Problem details — Those lines of the data that hold the word "white" are to be copied out.

Provided information —
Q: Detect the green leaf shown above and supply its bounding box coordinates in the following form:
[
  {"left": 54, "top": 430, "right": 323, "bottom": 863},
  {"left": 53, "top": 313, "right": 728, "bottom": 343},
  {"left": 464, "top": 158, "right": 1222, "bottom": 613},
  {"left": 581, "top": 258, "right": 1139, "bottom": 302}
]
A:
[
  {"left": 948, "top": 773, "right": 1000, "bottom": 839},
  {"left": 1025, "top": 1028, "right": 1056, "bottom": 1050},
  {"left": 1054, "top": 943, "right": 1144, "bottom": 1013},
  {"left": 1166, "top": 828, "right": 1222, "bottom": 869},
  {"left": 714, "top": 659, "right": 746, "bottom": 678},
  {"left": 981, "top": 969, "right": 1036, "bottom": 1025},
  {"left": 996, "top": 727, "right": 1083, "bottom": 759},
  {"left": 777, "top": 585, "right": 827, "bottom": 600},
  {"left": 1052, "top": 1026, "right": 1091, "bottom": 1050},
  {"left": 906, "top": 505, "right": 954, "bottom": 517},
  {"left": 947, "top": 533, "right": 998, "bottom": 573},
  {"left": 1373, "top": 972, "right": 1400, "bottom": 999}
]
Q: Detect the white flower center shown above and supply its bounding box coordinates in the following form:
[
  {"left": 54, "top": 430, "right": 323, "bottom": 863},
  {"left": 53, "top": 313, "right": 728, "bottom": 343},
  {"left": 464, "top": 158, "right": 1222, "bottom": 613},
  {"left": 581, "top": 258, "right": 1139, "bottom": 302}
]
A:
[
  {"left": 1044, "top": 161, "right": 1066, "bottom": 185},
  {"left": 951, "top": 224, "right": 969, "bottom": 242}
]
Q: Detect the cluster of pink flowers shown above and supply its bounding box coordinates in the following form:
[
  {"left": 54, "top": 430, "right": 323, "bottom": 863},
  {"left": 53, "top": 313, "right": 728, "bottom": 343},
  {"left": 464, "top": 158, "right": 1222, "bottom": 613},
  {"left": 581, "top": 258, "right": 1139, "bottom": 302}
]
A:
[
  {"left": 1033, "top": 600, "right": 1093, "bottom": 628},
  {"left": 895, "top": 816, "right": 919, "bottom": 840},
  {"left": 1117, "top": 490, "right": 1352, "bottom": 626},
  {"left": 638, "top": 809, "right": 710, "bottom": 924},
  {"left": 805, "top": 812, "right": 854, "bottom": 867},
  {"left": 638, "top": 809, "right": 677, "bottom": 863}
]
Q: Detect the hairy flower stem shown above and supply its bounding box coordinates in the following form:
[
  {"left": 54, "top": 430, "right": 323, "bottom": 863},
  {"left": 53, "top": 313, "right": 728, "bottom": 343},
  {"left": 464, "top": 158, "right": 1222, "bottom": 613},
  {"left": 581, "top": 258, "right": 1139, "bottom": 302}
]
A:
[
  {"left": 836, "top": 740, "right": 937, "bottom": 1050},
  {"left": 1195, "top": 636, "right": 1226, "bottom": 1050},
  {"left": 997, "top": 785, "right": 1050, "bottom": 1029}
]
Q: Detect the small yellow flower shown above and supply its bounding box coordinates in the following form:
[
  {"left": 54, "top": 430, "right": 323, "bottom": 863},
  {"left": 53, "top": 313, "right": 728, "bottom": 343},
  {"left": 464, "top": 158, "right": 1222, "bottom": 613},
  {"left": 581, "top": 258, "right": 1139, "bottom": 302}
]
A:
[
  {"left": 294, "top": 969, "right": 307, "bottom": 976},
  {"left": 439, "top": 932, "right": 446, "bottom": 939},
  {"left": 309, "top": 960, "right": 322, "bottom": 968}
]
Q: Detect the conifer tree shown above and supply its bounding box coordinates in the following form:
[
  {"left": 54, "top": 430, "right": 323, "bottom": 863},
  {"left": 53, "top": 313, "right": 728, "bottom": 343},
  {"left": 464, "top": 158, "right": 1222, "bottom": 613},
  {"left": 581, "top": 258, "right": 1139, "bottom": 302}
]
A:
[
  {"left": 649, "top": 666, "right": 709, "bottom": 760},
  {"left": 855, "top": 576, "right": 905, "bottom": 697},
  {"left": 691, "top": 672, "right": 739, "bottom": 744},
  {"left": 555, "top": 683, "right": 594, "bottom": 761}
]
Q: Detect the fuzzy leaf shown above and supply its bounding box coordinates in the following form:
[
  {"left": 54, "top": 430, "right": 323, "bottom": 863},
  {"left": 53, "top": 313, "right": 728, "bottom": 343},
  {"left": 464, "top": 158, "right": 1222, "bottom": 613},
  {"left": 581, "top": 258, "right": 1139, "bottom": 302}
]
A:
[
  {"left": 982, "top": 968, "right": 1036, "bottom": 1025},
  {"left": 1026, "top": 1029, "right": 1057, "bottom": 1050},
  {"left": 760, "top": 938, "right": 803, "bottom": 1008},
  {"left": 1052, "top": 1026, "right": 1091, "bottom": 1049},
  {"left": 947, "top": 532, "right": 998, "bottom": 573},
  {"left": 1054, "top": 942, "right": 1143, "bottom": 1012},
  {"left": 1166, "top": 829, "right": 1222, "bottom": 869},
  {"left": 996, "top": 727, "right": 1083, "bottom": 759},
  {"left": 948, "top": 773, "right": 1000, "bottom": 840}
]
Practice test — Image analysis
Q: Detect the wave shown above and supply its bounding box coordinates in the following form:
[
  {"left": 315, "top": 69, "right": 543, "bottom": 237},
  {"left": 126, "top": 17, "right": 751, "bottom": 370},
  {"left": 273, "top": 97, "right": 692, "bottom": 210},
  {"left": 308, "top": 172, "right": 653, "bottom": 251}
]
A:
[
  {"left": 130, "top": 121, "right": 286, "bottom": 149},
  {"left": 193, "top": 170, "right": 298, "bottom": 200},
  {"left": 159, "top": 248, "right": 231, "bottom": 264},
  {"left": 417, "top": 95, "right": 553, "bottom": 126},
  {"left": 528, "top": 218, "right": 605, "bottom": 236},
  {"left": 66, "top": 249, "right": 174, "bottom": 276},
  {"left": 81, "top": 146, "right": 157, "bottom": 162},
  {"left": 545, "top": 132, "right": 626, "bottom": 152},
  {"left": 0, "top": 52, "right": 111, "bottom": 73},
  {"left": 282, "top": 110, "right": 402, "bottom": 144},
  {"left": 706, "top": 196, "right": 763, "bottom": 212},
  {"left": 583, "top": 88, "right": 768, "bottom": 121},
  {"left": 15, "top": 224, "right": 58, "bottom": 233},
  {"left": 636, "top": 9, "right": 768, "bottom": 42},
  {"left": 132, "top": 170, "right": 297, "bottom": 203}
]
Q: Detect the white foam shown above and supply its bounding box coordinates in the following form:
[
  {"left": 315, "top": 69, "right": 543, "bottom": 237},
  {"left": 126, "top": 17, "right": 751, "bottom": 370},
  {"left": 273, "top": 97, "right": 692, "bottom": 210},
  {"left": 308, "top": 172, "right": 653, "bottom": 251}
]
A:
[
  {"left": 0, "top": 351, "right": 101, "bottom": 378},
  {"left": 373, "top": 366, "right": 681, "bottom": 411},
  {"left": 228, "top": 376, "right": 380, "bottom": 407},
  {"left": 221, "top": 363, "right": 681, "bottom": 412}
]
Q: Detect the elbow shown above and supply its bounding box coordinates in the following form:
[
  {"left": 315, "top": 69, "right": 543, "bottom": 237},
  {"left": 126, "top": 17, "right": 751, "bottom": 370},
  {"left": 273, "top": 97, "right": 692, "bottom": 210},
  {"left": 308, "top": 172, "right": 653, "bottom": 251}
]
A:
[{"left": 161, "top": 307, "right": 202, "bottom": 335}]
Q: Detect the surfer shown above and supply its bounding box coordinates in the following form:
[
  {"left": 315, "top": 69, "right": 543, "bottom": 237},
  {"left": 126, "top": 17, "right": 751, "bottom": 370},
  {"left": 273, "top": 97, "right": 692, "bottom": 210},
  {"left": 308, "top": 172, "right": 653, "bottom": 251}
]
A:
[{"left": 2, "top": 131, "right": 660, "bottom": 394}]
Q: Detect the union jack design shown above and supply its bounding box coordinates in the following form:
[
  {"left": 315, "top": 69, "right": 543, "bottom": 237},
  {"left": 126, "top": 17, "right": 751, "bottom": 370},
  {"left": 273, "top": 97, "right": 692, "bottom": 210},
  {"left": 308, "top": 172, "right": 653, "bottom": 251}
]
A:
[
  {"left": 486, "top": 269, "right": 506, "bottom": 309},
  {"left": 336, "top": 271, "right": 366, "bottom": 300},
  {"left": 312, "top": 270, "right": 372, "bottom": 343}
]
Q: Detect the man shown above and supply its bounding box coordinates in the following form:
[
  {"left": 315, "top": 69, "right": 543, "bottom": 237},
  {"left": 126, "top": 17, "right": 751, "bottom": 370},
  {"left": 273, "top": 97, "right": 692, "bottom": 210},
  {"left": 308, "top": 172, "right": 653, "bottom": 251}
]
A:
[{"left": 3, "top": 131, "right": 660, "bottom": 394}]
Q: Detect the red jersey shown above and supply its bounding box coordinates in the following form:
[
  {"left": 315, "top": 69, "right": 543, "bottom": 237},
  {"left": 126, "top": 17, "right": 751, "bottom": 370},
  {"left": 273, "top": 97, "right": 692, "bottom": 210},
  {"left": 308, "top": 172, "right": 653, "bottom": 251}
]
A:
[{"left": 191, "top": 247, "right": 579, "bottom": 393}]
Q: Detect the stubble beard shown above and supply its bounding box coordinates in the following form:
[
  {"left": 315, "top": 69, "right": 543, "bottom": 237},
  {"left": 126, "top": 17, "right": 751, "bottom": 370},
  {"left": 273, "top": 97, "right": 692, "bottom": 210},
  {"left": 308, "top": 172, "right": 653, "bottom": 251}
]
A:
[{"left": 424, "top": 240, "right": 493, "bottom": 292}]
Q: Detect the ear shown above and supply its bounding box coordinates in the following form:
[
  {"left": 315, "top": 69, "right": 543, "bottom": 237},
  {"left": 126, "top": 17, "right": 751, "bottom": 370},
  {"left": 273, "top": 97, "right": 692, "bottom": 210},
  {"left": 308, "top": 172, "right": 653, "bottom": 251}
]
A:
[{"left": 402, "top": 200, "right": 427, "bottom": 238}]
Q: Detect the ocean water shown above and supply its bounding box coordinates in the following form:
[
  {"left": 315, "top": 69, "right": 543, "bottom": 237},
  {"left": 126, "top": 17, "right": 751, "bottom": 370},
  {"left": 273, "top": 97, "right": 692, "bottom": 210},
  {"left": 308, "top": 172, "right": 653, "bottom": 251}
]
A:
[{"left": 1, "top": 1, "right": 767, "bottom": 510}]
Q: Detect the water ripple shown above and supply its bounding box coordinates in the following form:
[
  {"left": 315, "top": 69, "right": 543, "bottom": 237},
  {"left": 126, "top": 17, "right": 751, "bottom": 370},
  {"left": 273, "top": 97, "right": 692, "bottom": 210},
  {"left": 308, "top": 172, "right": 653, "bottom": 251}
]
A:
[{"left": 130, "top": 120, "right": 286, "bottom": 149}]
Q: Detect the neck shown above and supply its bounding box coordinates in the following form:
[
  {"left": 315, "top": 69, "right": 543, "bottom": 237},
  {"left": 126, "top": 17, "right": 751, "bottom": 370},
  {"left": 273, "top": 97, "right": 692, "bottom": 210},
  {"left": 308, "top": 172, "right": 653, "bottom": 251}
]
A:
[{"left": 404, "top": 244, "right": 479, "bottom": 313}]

Solution to this exercise —
Q: Detect the white flower center shown above and supply its bounding box coordinates in the following form:
Q: Detect the white foam shown above and supply its bounding box coordinates in the following form:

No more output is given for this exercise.